GOAL OF THE EXERCISE: Turn everything from the start of the rows down to and including the line containing "List every instance" into a numbered list, leaving out blank lines.

Segmentation dataset rows:
· · · ·

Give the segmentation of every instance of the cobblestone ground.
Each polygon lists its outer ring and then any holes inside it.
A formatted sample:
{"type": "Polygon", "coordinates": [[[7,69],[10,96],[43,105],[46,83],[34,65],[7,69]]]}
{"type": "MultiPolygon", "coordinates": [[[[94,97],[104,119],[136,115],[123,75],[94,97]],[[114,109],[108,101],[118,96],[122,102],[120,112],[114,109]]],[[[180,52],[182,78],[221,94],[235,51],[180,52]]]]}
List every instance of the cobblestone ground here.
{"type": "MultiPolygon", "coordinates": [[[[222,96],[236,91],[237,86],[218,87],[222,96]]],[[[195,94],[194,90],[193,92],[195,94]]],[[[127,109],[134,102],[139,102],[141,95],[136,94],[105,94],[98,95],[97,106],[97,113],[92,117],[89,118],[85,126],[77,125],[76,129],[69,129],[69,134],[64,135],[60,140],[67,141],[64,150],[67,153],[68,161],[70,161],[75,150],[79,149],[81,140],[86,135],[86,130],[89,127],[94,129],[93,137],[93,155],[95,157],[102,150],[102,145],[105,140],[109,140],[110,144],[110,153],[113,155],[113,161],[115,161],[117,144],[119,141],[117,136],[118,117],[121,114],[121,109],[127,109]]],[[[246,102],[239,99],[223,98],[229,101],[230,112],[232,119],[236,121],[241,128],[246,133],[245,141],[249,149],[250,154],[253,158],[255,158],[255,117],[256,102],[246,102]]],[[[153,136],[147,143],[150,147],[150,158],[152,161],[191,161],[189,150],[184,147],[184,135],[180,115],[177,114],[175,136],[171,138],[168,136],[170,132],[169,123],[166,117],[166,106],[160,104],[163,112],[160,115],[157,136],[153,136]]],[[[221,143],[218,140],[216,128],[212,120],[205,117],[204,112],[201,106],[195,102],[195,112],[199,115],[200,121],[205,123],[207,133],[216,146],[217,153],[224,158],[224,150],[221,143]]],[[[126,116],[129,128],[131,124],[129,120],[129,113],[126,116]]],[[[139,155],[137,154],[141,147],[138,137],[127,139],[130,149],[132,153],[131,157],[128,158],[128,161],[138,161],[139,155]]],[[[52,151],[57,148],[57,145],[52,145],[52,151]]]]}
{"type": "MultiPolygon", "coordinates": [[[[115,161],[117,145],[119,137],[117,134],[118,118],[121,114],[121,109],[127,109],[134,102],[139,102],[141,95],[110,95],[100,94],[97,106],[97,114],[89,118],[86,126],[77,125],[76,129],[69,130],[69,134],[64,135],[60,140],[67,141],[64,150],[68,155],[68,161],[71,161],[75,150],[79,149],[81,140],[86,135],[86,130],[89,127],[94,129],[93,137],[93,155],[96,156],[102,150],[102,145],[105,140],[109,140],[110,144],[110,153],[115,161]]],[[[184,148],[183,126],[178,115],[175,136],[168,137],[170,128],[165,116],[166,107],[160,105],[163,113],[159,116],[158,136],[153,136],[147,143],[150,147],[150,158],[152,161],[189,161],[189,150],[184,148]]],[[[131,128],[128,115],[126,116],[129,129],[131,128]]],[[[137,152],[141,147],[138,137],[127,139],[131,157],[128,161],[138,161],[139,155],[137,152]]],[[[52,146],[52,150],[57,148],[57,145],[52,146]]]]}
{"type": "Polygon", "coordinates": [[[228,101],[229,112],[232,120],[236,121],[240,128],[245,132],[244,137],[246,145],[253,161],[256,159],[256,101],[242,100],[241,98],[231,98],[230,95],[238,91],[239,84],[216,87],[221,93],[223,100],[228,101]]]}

· · · ·

WORKED ANSWER:
1. Give the segmentation of every instance of the cobblestone ground.
2. Each polygon lists its outer ring and then any holes inside it.
3. A formatted sample:
4. {"type": "Polygon", "coordinates": [[[7,69],[10,96],[43,105],[46,83],[34,65],[7,69]]]}
5. {"type": "MultiPolygon", "coordinates": [[[[94,97],[104,119],[136,115],[123,75],[94,97]],[[114,109],[108,101],[118,96],[122,102],[120,112],[114,109]]],[[[180,52],[182,78],[221,94],[235,51],[180,52]]]]}
6. List every instance of the cobblestone ground here.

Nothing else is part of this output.